Questione Sud/ Lettera di Miccichè a Berlusconi: “Non vorrei che fossi diventato come il conte Ugolino, che mangiava i suoi figli”

Pubblicato il 29 Luglio 2009 18:32 | Ultimo aggiornamento: 29 Luglio 2009 18:32

RO130508POL_0042Gianfranco Miccichè teme che Berlusconi possa fare come «il conte Ugolino». Con questo paragone il sottosegretario alla Presidenza del Consiglio si rivolge al premier in una lettera inviata alcuni giorni fa. «Non vorrei che fossi diventato come il conte Ugolino che mangiava i suoi figli», avrebbe esordito Miccichè, che poi ha aggiunto: «Siamo cresciuti insieme e abbiamo insieme aiutato a crescere» tanti dirigenti in Sicilia, come Alfano, che «ora si ribellano contro di me».

La lettera, comunque, dovrebbe essere antecedente al tentativo di una mediazione portata avanti da Silvio Berlusconi. Fatto sta che il premier, aggiungono fonti interne al Pdl, avrebbe anche pensato di nominare un commissario in Sicilia per mettere fine alla querelle sul partito, un dibattito che si trascina ormai da troppo tempo.

Berlusconi avrebbe anche spiegato ad alcuni parlamentari di ritenere proprio la “questione siciliana” nel partito come la scintilla da cui è nata la discussione sulle politiche del Mezzogiorno.

######

**Cosa fare**
Come diventa il passo dell'articolo sulla lettera di Miccichè da "La lettera, comunque, dovrebbe" a "da troppo tempo." se sostituisci "commissario" con "reggente"?

**Elenco dati**
######

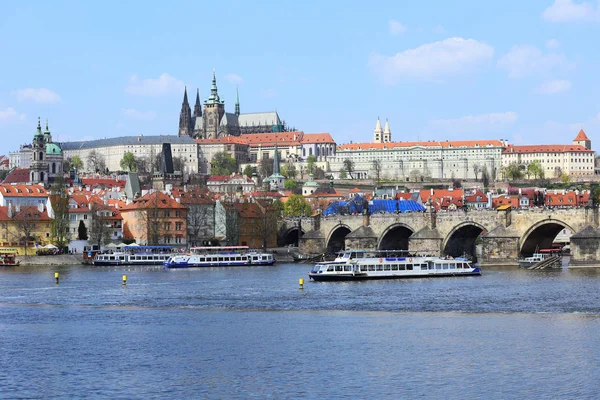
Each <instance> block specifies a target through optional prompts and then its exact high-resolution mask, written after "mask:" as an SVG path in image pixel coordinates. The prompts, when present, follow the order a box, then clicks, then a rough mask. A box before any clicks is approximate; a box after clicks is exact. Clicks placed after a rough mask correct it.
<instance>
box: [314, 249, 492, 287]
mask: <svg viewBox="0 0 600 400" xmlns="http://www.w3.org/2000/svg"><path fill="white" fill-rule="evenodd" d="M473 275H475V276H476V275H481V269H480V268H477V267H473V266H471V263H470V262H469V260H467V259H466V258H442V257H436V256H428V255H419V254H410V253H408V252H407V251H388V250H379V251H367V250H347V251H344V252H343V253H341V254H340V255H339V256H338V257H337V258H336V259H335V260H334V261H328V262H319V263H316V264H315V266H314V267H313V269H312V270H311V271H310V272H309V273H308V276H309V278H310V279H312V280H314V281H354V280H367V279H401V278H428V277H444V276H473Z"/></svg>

######

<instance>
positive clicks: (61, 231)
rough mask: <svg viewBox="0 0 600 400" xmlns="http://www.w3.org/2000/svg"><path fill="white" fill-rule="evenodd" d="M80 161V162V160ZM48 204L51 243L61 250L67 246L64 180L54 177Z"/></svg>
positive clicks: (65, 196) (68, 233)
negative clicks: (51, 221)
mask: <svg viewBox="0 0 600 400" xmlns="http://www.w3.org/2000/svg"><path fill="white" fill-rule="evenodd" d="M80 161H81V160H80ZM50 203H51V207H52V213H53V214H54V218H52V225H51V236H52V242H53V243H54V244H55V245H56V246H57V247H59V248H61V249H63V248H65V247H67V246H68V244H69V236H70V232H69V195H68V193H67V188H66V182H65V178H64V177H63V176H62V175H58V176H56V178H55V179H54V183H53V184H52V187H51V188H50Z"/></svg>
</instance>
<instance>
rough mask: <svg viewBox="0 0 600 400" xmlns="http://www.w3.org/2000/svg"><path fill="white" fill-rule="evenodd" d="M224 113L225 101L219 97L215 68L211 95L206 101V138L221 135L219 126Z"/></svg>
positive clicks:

######

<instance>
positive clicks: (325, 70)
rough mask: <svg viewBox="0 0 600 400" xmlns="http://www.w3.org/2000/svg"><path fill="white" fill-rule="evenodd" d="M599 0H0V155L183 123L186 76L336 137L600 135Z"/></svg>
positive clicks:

######

**La risposta**
La lettera, comunque, dovrebbe essere antecedente al tentativo di una mediazione portata avanti da Silvio Berlusconi. Fatto sta che il premier, aggiungono fonti interne al Pdl, avrebbe anche pensato di nominare un reggente in Sicilia per mettere fine alla querelle sul partito, un dibattito che si trascina ormai da troppo tempo.